_Page excerpt_
Bush: Iran Strike Plans 'Wild Speculation'

WASHINGTON – AP- President Bush said Monday that force is not necessarily required to stop Iran from having a nuclear weapon, and he dismissed reports of plans for a military attack against Tehran as "wild speculation."

Bush said his goal is to keep the Iranians from having the capability or the knowledge to have a nuclear weapon.

"I know we're here in Washington ... (where) prevention means force," Bush said. "It doesn't mean force necessarily. In this case it means diplomacy."

Bush, speaking Monday at Johns Hopkins University's School of Advanced International Studies in Washington, and other administration officials have said repeatedly that the military option is on the table.

Earlier Monday, the White House sought to minimize speculation stoked by media reports over the weekend about a possible military strike against Iran while acknowledging that the Pentagon is conducting "normal military contingency planning" to deal with Tehran's nuclear ambitions.

White House press secretary Scott McClellan refused to confirm or deny a report in The New Yorker magazine that raised the possibility of using nuclear bombs against Iran's underground nuclear sites. "I'm not going to engage in all this wild speculation," McClellan told reporters.

"Those who are seeking to draw broad conclusions based on normal military contingency planning are misinformed or not knowledgeable about the administration's thinking," he said.

(Image point grounding data)

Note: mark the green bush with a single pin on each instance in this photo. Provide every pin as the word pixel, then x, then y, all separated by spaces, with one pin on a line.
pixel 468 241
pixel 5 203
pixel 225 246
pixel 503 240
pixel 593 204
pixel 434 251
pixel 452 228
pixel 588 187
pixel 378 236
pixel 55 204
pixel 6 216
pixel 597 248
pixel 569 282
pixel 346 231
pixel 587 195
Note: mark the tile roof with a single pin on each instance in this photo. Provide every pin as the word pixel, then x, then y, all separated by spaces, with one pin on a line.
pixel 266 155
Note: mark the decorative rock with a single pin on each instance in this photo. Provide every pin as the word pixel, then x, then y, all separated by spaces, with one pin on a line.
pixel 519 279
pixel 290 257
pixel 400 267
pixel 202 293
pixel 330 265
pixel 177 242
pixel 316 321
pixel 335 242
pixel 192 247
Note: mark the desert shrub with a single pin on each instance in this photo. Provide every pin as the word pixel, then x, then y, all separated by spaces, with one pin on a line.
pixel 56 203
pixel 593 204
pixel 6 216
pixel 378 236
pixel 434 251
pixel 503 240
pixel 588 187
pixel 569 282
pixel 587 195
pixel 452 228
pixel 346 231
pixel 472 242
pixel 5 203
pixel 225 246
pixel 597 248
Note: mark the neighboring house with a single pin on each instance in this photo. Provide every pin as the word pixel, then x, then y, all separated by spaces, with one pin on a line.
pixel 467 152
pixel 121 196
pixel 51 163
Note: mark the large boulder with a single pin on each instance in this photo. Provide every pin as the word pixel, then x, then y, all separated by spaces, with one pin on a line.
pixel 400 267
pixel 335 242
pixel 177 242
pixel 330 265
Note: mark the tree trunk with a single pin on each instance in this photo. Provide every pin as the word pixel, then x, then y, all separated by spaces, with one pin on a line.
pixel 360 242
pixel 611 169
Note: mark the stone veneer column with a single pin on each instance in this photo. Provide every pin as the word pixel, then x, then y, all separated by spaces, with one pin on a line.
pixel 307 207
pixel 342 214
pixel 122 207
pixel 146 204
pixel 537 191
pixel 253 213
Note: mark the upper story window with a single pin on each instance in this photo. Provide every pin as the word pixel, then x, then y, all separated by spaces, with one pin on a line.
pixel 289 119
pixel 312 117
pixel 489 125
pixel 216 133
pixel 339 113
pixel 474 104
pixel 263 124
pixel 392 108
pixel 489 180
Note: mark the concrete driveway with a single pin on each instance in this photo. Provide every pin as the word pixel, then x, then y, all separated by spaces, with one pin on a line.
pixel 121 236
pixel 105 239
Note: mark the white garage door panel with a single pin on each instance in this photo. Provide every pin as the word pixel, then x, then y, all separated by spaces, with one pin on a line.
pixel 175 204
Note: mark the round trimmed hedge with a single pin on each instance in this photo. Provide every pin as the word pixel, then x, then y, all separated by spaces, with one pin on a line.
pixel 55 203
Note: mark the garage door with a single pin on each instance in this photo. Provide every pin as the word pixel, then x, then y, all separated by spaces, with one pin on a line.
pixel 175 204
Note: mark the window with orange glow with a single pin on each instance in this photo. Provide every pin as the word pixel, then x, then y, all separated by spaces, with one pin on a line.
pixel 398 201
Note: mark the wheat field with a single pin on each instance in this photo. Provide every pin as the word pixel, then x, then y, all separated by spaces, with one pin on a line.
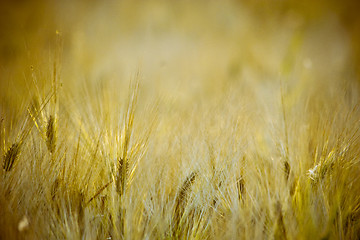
pixel 179 120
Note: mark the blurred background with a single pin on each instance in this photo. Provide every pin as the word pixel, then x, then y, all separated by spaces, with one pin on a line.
pixel 185 50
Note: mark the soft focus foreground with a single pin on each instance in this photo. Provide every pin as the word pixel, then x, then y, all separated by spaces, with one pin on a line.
pixel 179 119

_Exercise details_
In the news report on Bush and Iran, copy the passage from "WASHINGTON – AP- President" up to and including "on the table.", swapping "diplomacy" for "negotiation".

_Completed exercise_
WASHINGTON – AP- President Bush said Monday that force is not necessarily required to stop Iran from having a nuclear weapon, and he dismissed reports of plans for a military attack against Tehran as "wild speculation."

Bush said his goal is to keep the Iranians from having the capability or the knowledge to have a nuclear weapon.

"I know we're here in Washington ... (where) prevention means force," Bush said. "It doesn't mean force necessarily. In this case it means negotiation."

Bush, speaking Monday at Johns Hopkins University's School of Advanced International Studies in Washington, and other administration officials have said repeatedly that the military option is on the table.